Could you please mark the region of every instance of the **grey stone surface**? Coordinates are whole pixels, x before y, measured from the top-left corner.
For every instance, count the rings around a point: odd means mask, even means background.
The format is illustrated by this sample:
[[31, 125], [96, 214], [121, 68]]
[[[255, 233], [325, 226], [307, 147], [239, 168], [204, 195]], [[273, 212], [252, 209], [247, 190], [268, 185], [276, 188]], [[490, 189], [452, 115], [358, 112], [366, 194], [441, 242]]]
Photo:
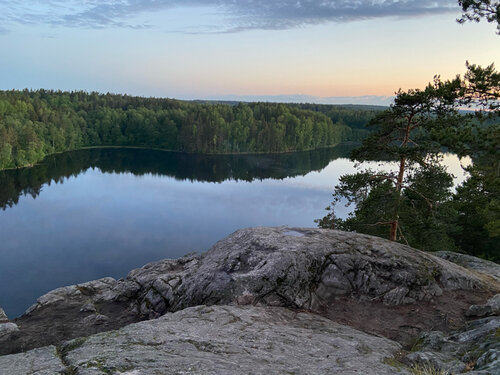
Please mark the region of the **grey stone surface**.
[[500, 281], [500, 264], [489, 260], [476, 258], [472, 255], [455, 253], [453, 251], [438, 251], [434, 255], [456, 263], [464, 268], [480, 272]]
[[57, 375], [66, 369], [54, 346], [0, 357], [0, 375]]
[[9, 318], [7, 317], [7, 314], [5, 314], [5, 311], [0, 307], [0, 323], [5, 323], [8, 321]]
[[465, 313], [466, 316], [468, 317], [478, 317], [482, 318], [488, 315], [492, 315], [493, 310], [491, 309], [491, 306], [488, 305], [472, 305], [469, 307], [469, 310]]
[[[396, 370], [385, 359], [400, 349], [396, 342], [311, 313], [198, 306], [66, 342], [59, 352], [68, 373], [78, 375], [391, 375]], [[0, 357], [0, 367], [15, 368], [16, 375], [42, 374], [28, 363], [47, 366], [54, 360], [57, 365], [57, 358], [48, 355], [53, 352], [44, 348], [36, 355]], [[39, 353], [48, 359], [42, 361]], [[13, 367], [21, 356], [27, 359], [26, 369]]]
[[19, 332], [19, 327], [14, 323], [0, 323], [0, 340], [7, 341], [15, 332]]
[[451, 374], [500, 374], [500, 317], [474, 320], [457, 332], [428, 332], [419, 338], [404, 362], [425, 363]]
[[[15, 320], [0, 354], [57, 344], [197, 305], [315, 311], [401, 342], [460, 326], [471, 304], [500, 291], [454, 263], [401, 244], [311, 228], [249, 228], [206, 253], [162, 260], [122, 280], [56, 289]], [[375, 322], [375, 323], [374, 323]]]
[[466, 364], [456, 358], [449, 358], [439, 352], [413, 352], [405, 357], [405, 363], [410, 367], [415, 364], [439, 369], [446, 374], [458, 374], [466, 370]]
[[477, 318], [489, 315], [500, 315], [500, 294], [491, 297], [484, 305], [472, 305], [465, 315]]
[[493, 297], [491, 297], [486, 304], [488, 306], [491, 306], [491, 310], [493, 311], [494, 314], [500, 315], [500, 294], [496, 294]]
[[[428, 332], [399, 365], [401, 345], [281, 307], [197, 306], [117, 331], [0, 357], [0, 375], [500, 373], [500, 318]], [[472, 371], [468, 366], [473, 364]], [[406, 367], [406, 366], [408, 367]]]
[[484, 352], [476, 362], [476, 368], [482, 371], [500, 374], [500, 347]]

▶ _What is needed_
Copy out each line of the entries above that holds "instance".

▶ _Task solution_
Could you please mark the region of every instance of the **grey stone surface**? Coordinates are whole pixels, x before y, measured from the top-left corner.
For every instance, count the rings around a point: odd means mask, even means background.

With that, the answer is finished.